◆ Exercise objective ◆
Each line in the entries below that holds the word "instance" belongs in the answer.
::: Dataset records :::
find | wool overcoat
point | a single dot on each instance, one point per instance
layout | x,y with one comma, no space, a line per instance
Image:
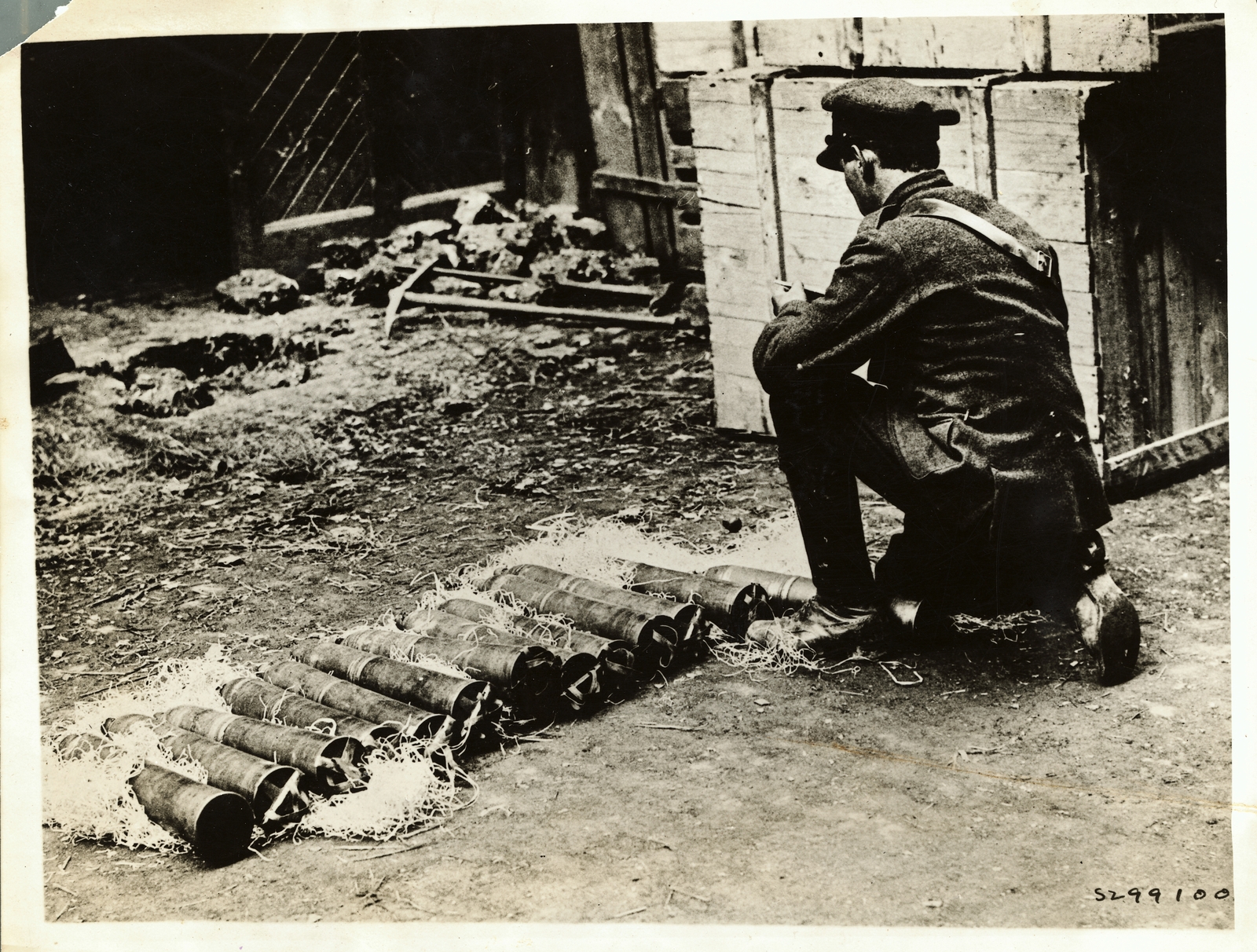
971,343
:::
◆ Solution for this problem ◆
point | a single dot on each instance, one point per instance
layout | x,y with one comma, no space, a line per instance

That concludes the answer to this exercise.